What this task involves
Each entry below is to be copied verbatim.
Start of Records for this task
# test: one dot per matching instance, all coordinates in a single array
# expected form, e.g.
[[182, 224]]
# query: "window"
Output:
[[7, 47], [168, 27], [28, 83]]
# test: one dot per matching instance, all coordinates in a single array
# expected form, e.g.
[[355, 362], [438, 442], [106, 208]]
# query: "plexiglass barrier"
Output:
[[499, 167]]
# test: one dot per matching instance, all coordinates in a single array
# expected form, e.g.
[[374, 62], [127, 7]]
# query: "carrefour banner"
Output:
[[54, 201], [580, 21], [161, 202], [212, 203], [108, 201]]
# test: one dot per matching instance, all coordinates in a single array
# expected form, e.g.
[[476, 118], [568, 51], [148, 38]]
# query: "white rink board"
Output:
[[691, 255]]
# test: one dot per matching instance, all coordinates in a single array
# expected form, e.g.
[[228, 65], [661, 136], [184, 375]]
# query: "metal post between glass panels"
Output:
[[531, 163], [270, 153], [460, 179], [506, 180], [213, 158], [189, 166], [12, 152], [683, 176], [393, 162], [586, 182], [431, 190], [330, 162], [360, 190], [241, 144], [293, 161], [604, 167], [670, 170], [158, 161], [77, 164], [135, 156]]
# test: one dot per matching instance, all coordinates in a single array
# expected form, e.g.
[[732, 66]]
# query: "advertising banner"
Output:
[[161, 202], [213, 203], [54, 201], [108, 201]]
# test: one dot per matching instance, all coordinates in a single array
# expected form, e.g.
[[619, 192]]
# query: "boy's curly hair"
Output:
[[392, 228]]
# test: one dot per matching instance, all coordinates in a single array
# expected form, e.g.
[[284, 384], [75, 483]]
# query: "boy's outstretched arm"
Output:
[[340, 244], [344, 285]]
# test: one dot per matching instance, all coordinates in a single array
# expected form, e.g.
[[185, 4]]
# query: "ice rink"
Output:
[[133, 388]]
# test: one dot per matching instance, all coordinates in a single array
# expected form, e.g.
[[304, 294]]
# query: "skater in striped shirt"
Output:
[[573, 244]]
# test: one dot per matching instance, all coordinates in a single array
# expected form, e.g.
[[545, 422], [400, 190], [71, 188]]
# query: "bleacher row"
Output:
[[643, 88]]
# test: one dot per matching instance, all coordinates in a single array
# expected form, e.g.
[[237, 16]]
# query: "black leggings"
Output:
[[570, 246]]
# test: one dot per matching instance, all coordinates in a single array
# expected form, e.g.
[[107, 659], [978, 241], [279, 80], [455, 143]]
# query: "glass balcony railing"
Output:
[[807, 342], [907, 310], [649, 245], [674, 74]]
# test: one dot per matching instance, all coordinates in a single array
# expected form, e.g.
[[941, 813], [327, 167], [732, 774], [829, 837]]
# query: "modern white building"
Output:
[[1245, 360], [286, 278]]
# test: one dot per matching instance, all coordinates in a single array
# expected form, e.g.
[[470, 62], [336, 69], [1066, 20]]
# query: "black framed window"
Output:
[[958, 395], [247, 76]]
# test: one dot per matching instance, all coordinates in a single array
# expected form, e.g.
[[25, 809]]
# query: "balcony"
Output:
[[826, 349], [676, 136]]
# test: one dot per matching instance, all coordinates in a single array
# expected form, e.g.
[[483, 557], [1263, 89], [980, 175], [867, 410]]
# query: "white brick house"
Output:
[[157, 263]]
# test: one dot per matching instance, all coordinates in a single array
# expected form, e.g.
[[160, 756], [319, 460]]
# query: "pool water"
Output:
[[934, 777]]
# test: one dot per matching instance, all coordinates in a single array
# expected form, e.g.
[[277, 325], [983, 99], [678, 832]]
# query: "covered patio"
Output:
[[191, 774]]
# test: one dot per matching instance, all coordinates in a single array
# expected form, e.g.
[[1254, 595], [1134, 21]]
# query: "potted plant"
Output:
End of Records for this task
Solution for this exercise
# test: one dot per matching instance, all coordinates in a single array
# expected form, e.g.
[[182, 224]]
# query: "window"
Output:
[[7, 47], [168, 27], [28, 83]]
# test: one dot per matching instance, all coordinates in a single array
# expected form, e.g.
[[355, 362], [438, 442], [106, 208]]
# query: "plexiglass barrier"
Output:
[[499, 167]]
# test: one dot per matching instance, all coordinates in a single array
# expected form, e.g.
[[374, 62], [127, 7]]
# query: "carrefour banner"
Output:
[[54, 201], [580, 21], [161, 202], [212, 203], [108, 201]]
# test: one dot per matching instance, all coordinates in a single array
# expected form, e.g.
[[476, 118], [568, 51], [148, 38]]
# query: "white rink board"
Output:
[[691, 255]]
# test: one dot per matching instance, all coordinates in a single array
# expected form, e.g.
[[228, 65], [661, 136], [184, 375]]
# query: "metal post between glass panels"
Output:
[[531, 163], [270, 153], [460, 179], [506, 180], [213, 158], [189, 166], [12, 152], [683, 176], [393, 162], [586, 182], [431, 190], [330, 162], [360, 190], [241, 144], [293, 161], [604, 167], [670, 170], [158, 161], [77, 164], [135, 156]]
# test: one dot per matching instance, all coordinates in a single array
# expected form, e.g.
[[732, 66]]
# query: "advertising banner"
Output:
[[161, 202], [213, 203], [54, 201], [108, 201]]
# test: one dot per matching instance, all coordinates in a single array
# expected form, e.g.
[[619, 192]]
# query: "boy's curly hair"
Output:
[[392, 228]]
# test: one dot per matching instance, all coordinates in a single array
# expected form, e.g.
[[284, 384], [75, 483]]
# query: "boy's outstretched arm"
Output:
[[340, 244], [344, 285]]
# test: one dot per matching instance, all coordinates in a single array
# expected form, e.g.
[[185, 4]]
# query: "ice rink"
Output:
[[133, 388]]
# test: one dot per matching instance, all coordinates in a single array
# expected form, e.g.
[[304, 294]]
# query: "skater in striped shirt"
Output:
[[573, 244]]
# test: one dot per matching instance, all coordinates in a single array
# expected form, e.g.
[[545, 422], [400, 190], [71, 188]]
# query: "bleacher row"
Output:
[[643, 88]]
# test: one dot per matching instance, all coordinates in a single array
# expected form, e.g.
[[237, 16]]
# query: "black leggings"
Output:
[[570, 246]]
# test: one dot per matching instance, all coordinates in a single array
# expected form, e.g.
[[107, 659], [978, 241], [279, 80], [455, 143]]
# query: "glass balcony railing"
Output:
[[807, 342], [907, 310], [649, 245], [674, 74]]
# test: one dot per matching instance, all coordinates in a single array
# expected form, e.g.
[[941, 813], [327, 167], [732, 774], [829, 837]]
# query: "modern white building"
Output:
[[1245, 360], [286, 278]]
# test: one dot per matching instance, all coordinates in a single array
# expected form, e.g.
[[470, 62], [336, 69], [1066, 20]]
# query: "black framed window"
Output:
[[958, 395], [247, 76]]
# test: one dot per matching instance, all coordinates in a single array
# expected form, e.g.
[[25, 809]]
# query: "balcony"
Output:
[[826, 349], [676, 136]]
# test: one dot per matching instance, all coordinates in a single array
# expected form, e.g.
[[483, 557], [1263, 89], [980, 175], [867, 410]]
# query: "white brick house"
Output:
[[157, 263]]
# test: one dot per matching instance, all coordinates in a single array
# expected form, e.g.
[[160, 756], [319, 460]]
# query: "pool water"
Output:
[[934, 777]]
# test: one dot per matching instance, all coordinates in a single array
# expected form, e.g.
[[277, 325], [983, 99], [678, 832]]
# query: "covered patio"
Output:
[[191, 774]]
# test: one dot per matching instance, all coordinates in a single array
# expected form, e.g.
[[1254, 595], [1134, 21]]
# query: "potted plant"
Output:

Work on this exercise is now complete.